GOAL OF THE EXERCISE:
Repeat the material below verbatim from the line containing "Target: green foliage" through the end of the material, both ends included.

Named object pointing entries
━━━━━━━━━━━━━━━━━━━━━━━━━━━━━━

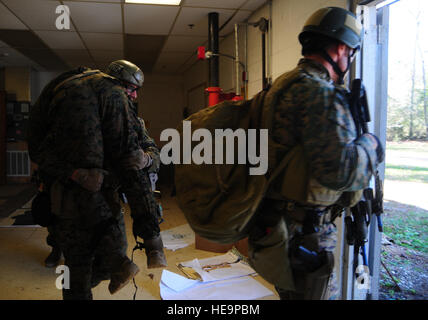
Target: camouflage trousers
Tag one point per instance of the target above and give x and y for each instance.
(269, 254)
(90, 253)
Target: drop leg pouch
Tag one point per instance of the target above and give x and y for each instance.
(268, 256)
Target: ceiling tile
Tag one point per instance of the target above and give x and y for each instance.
(253, 4)
(143, 50)
(240, 16)
(183, 43)
(3, 45)
(112, 1)
(37, 14)
(61, 39)
(14, 58)
(199, 18)
(225, 4)
(103, 41)
(72, 54)
(96, 17)
(106, 56)
(146, 19)
(8, 20)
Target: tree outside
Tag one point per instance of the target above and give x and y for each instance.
(407, 68)
(404, 271)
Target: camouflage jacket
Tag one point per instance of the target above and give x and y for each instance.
(314, 112)
(147, 143)
(90, 125)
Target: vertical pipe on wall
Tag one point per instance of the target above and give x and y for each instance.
(265, 84)
(213, 47)
(237, 82)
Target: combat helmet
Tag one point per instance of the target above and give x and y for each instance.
(336, 23)
(126, 71)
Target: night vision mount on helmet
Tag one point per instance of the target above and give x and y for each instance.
(126, 71)
(337, 24)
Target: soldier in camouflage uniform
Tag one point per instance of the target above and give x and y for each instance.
(313, 111)
(88, 130)
(152, 240)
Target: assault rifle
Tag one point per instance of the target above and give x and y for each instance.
(371, 203)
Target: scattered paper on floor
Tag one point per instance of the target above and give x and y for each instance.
(216, 268)
(178, 237)
(176, 287)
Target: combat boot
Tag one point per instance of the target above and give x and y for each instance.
(53, 258)
(119, 279)
(154, 252)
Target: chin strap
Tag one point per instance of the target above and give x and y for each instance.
(340, 74)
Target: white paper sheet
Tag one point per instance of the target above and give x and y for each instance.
(218, 268)
(178, 237)
(242, 288)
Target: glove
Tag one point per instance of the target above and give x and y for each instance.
(139, 160)
(153, 178)
(89, 179)
(379, 148)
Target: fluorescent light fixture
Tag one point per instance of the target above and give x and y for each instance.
(162, 2)
(385, 3)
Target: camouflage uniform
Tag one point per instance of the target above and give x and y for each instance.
(312, 112)
(91, 126)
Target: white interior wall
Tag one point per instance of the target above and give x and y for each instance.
(161, 102)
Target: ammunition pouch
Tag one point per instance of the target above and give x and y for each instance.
(268, 255)
(41, 209)
(314, 285)
(312, 267)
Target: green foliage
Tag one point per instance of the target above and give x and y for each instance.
(409, 229)
(406, 173)
(398, 119)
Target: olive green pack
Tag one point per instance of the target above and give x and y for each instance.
(219, 200)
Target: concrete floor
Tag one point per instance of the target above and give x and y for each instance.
(24, 276)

━━━━━━━━━━━━━━━━━━━━━━━━━━━━━━

SOLUTION FOR THIS EXERCISE:
Target: green foliage
Tag one point per instance of the target above and give x and y for each instance.
(409, 229)
(406, 173)
(398, 119)
Target: olive green pack
Tag one point per instance of the target above and give x and y for each instance.
(219, 200)
Target: concrete floor
Tag one point per instance of the target above and give x and y for each instance.
(24, 276)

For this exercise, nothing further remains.